About this exercise ▸
Copy nothing but the lines below running from the line containing "positive clicks: (888, 42)" through the line containing "positive clicks: (979, 655) (987, 606)", both end lines included.
BEGIN Information
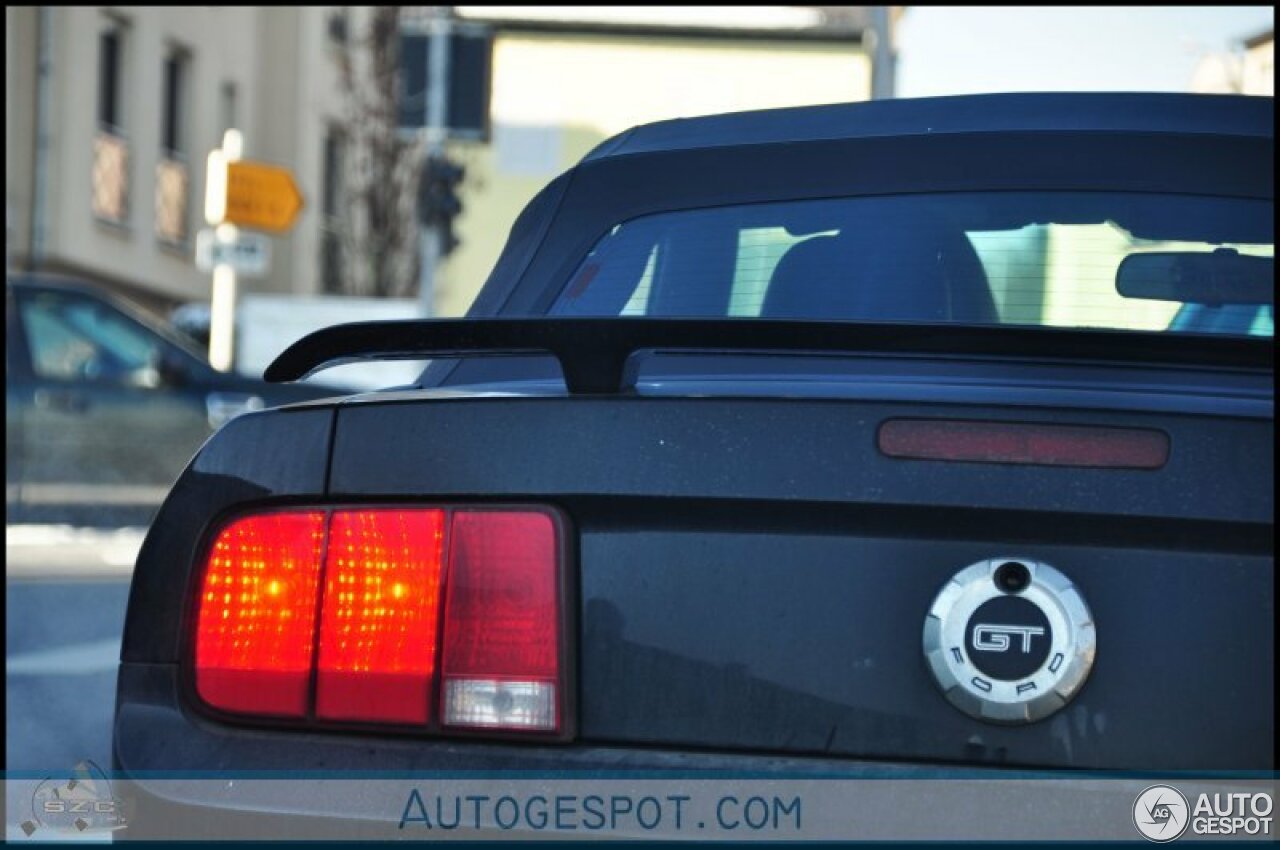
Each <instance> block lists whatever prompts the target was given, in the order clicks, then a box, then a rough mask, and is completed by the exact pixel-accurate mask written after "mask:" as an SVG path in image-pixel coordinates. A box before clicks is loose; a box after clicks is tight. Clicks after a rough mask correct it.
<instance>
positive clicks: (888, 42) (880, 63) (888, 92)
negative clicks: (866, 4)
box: [870, 6, 895, 100]
mask: <svg viewBox="0 0 1280 850" xmlns="http://www.w3.org/2000/svg"><path fill="white" fill-rule="evenodd" d="M890 18H891V15H890V8H888V6H872V8H870V24H872V26H870V29H872V33H874V44H873V45H872V100H884V99H887V97H892V96H893V70H895V68H893V38H892V33H891V32H890V27H891V24H890Z"/></svg>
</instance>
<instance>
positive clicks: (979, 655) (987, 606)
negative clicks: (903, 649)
mask: <svg viewBox="0 0 1280 850" xmlns="http://www.w3.org/2000/svg"><path fill="white" fill-rule="evenodd" d="M1096 644H1097V632H1096V630H1094V626H1093V617H1092V614H1091V613H1089V608H1088V605H1085V604H1084V598H1083V597H1082V595H1080V593H1079V590H1078V589H1076V588H1075V585H1074V584H1071V581H1070V580H1069V579H1068V577H1066V576H1064V575H1062V573H1061V572H1059V571H1057V570H1055V568H1053V567H1051V566H1048V565H1046V563H1042V562H1038V561H1032V559H1029V558H992V559H989V561H979V562H978V563H974V565H970V566H969V567H965V568H964V570H961V571H960V572H957V573H956V575H955V577H952V579H951V581H948V582H947V584H946V586H943V588H942V590H941V591H940V593H938V595H937V598H936V599H934V600H933V605H932V608H929V614H928V617H927V618H925V621H924V655H925V658H927V661H928V664H929V670H931V671H932V672H933V678H934V681H936V682H937V684H938V687H941V689H942V693H943V695H945V696H946V698H947V700H950V702H951V704H952V705H955V707H956V708H959V709H960V710H963V712H964V713H965V714H969V716H970V717H975V718H978V719H982V721H987V722H991V723H1032V722H1036V721H1039V719H1043V718H1046V717H1048V716H1050V714H1052V713H1053V712H1056V710H1059V709H1060V708H1062V707H1064V705H1066V703H1068V702H1070V699H1071V698H1073V696H1075V694H1076V693H1078V691H1079V690H1080V686H1082V685H1084V680H1085V678H1088V675H1089V670H1092V667H1093V654H1094V649H1096Z"/></svg>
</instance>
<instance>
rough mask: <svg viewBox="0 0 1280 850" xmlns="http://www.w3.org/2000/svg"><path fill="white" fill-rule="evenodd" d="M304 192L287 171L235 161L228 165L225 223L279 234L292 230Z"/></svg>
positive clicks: (265, 166)
mask: <svg viewBox="0 0 1280 850" xmlns="http://www.w3.org/2000/svg"><path fill="white" fill-rule="evenodd" d="M301 209H302V193H301V192H298V187H297V186H296V184H294V183H293V175H292V174H289V170H288V169H285V168H279V166H276V165H268V164H266V163H253V161H250V160H234V161H230V163H227V207H225V211H224V214H223V221H221V223H225V224H237V225H239V227H243V228H251V229H256V230H273V232H275V233H280V232H283V230H288V229H289V228H291V227H293V219H294V218H297V215H298V211H300V210H301Z"/></svg>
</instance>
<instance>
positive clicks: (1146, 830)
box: [1133, 785, 1190, 842]
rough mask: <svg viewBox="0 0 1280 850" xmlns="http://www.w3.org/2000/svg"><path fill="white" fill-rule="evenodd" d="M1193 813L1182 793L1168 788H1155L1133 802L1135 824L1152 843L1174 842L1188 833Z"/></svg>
mask: <svg viewBox="0 0 1280 850" xmlns="http://www.w3.org/2000/svg"><path fill="white" fill-rule="evenodd" d="M1188 823H1190V809H1189V808H1188V805H1187V798H1184V796H1183V794H1181V791H1179V790H1178V789H1175V787H1170V786H1167V785H1152V786H1151V787H1149V789H1147V790H1146V791H1143V792H1142V794H1139V795H1138V799H1137V800H1134V801H1133V824H1134V826H1135V827H1138V832H1140V833H1142V837H1144V838H1149V840H1151V841H1158V842H1165V841H1172V840H1174V838H1176V837H1178V836H1180V835H1181V833H1184V832H1187V824H1188Z"/></svg>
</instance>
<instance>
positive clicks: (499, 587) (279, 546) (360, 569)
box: [195, 507, 564, 732]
END Information
Response for this exercise ▸
positive clicks: (888, 42) (880, 63) (888, 92)
negative clicks: (866, 4)
box: [870, 6, 895, 100]
mask: <svg viewBox="0 0 1280 850" xmlns="http://www.w3.org/2000/svg"><path fill="white" fill-rule="evenodd" d="M890 18H891V15H890V8H888V6H872V8H870V24H872V26H870V29H872V33H874V44H873V45H872V100H884V99H887V97H892V96H893V70H895V68H893V38H892V33H891V32H890V27H891V24H890Z"/></svg>
</instance>
<instance>
positive clicks: (979, 655) (987, 606)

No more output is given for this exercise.